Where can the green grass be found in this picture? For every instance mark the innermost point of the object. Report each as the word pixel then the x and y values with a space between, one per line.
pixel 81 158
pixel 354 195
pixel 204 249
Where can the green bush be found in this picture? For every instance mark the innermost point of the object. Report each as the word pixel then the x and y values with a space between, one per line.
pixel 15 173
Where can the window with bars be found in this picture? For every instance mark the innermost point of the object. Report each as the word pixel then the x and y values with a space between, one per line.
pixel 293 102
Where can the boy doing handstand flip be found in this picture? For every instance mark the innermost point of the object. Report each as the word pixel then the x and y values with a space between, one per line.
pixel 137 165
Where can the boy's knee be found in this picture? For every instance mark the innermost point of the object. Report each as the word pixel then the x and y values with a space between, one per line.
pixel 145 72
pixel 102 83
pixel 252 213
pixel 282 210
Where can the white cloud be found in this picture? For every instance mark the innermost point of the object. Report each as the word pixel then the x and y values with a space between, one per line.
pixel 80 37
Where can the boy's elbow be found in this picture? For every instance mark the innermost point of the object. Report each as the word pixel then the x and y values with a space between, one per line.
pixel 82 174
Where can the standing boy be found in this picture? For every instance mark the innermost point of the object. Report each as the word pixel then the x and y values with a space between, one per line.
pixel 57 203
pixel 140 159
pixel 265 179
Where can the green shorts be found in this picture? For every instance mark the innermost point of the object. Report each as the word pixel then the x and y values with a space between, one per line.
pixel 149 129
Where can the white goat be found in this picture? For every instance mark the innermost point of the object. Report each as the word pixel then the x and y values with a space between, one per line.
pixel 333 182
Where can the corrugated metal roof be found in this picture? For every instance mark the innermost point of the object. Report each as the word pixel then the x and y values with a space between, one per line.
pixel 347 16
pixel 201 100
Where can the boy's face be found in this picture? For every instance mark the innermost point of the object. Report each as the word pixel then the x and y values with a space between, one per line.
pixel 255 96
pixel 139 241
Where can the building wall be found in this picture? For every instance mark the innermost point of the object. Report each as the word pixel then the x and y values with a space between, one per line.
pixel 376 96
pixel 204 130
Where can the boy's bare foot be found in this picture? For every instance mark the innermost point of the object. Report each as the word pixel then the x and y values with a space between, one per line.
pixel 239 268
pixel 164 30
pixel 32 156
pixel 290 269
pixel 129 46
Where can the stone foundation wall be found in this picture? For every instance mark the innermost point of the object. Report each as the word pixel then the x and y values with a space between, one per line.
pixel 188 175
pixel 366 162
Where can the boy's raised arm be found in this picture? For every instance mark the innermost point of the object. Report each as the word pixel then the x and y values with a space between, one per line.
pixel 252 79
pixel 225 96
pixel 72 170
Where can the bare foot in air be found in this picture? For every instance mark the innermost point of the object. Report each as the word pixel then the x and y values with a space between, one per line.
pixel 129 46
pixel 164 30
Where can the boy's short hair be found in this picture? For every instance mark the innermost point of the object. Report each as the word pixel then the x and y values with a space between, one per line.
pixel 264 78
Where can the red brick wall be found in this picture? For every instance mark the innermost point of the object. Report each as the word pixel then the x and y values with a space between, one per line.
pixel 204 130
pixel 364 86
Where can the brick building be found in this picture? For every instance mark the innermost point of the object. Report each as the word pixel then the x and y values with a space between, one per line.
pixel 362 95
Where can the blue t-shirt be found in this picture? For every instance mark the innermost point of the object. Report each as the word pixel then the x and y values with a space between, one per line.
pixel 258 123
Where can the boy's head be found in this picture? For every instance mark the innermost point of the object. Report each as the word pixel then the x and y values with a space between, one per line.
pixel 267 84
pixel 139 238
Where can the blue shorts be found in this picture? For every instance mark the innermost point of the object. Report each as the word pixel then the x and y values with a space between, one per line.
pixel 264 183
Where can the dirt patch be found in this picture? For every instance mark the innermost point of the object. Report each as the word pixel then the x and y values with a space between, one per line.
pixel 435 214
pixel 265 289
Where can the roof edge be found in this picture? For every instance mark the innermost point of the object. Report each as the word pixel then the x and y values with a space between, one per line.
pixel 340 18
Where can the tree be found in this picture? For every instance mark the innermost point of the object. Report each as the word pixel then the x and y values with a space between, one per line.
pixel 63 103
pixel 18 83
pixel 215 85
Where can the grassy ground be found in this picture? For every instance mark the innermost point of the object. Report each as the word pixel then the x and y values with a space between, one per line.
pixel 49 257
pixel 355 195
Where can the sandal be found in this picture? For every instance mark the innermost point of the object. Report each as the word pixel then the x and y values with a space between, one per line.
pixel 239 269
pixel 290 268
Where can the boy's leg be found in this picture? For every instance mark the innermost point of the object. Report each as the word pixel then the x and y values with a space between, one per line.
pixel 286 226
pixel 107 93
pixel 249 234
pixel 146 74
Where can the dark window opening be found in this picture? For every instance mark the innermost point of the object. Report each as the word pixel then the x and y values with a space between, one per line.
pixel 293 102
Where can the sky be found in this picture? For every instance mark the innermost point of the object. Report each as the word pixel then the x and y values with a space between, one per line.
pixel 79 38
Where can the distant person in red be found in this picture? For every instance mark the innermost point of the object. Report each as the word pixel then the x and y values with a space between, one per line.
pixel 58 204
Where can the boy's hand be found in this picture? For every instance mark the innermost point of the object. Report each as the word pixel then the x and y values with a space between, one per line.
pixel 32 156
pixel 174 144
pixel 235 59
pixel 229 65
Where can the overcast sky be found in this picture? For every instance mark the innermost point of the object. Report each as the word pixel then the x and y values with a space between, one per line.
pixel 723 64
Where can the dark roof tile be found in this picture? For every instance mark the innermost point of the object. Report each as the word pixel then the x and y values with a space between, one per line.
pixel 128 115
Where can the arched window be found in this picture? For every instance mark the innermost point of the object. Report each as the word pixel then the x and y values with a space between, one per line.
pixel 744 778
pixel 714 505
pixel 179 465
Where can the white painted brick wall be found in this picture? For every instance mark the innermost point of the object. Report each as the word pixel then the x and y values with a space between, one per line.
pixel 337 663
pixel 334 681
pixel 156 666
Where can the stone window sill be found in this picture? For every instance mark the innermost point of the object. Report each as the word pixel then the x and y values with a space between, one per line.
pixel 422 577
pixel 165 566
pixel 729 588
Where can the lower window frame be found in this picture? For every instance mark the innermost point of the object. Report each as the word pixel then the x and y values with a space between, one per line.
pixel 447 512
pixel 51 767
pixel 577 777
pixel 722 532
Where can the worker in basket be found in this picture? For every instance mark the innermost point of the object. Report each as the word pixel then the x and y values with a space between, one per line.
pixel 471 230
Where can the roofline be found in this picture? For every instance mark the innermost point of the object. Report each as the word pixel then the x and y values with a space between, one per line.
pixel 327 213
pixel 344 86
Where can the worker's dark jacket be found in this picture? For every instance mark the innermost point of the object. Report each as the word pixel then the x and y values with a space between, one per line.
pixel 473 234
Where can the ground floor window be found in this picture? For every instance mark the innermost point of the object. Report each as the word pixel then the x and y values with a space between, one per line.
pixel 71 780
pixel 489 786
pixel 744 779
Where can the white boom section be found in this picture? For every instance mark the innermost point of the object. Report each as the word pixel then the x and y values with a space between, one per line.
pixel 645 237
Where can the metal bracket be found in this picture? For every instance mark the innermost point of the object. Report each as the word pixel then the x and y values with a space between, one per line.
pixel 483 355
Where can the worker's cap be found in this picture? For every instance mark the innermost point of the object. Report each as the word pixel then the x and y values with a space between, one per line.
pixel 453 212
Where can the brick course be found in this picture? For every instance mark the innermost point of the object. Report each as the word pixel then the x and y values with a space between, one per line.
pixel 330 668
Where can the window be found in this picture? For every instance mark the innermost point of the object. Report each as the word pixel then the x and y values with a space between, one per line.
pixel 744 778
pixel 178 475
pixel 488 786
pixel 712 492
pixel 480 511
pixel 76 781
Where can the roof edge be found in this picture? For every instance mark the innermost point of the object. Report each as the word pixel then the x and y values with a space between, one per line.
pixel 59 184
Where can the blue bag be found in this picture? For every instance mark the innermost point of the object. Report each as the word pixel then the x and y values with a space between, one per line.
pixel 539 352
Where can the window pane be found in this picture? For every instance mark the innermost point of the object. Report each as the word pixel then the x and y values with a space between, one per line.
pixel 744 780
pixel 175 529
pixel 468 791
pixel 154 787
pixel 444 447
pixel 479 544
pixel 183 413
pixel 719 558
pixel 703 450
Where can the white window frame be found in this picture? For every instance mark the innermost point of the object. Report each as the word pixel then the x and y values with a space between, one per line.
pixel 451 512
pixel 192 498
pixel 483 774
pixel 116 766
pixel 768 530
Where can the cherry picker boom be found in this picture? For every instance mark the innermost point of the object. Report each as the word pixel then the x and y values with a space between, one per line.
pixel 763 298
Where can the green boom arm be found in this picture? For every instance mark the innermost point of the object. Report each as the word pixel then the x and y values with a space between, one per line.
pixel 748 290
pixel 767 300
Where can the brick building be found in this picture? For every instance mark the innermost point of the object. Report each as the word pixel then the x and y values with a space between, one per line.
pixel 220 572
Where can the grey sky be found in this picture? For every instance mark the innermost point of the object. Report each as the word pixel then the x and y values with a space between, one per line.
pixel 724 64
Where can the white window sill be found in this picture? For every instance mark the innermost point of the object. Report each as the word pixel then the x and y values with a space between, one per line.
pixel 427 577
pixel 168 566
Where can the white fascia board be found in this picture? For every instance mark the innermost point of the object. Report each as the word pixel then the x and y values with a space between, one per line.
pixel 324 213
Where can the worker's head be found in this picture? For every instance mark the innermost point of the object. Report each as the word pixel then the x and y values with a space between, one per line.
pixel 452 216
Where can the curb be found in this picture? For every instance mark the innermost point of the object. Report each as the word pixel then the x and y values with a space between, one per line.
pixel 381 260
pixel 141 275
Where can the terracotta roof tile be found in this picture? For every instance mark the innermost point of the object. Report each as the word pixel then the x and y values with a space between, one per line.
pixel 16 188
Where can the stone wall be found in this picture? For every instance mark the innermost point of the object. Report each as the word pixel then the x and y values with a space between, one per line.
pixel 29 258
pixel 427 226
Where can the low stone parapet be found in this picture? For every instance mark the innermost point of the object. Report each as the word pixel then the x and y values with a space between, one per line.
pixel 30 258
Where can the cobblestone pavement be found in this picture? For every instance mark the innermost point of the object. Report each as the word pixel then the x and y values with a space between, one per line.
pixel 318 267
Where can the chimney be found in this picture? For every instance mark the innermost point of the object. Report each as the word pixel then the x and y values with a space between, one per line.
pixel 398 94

● ● ●

▶ **Problem statement**:
Rewrite the part of the records above that opens with the line containing "Where can the curb" and closes with the line containing "pixel 30 258" as a numbered list, with both of those lines included and any blank lines left out.

▶ **Output of the exercise**:
1. Where can the curb be found in this picture? For every instance mark the innermost point of the object. Report each as the word pixel then the x and y values with a space between, one per line.
2. pixel 381 260
3. pixel 141 275
4. Where can the terracotta roof tile be found in this picture? For every instance mark the innermost point of the object. Report each as the word pixel then the x and y values with a space between, one per line.
5. pixel 16 188
6. Where can the stone wall be found in this picture? For every instance mark the innermost point of the object. Report each as the word pixel then the x and y values with a space between, one per line.
7. pixel 29 258
8. pixel 427 226
9. Where can the low stone parapet be found in this picture? For every instance mark the innermost point of the object. Report each as the word pixel then the x and y values with a space between, one per line.
10. pixel 30 258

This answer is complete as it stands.